● WHAT THE TASK ASKS: Set down the material exactly, keeping every line whole.

___

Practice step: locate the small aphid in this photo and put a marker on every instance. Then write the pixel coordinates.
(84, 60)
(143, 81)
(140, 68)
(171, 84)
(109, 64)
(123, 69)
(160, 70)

___

● RESULT OF THE TASK:
Practice step: locate the small aphid in this photo and put a marker on every instance. Then write the pixel coordinates.
(84, 60)
(143, 81)
(140, 68)
(171, 84)
(109, 64)
(123, 69)
(160, 70)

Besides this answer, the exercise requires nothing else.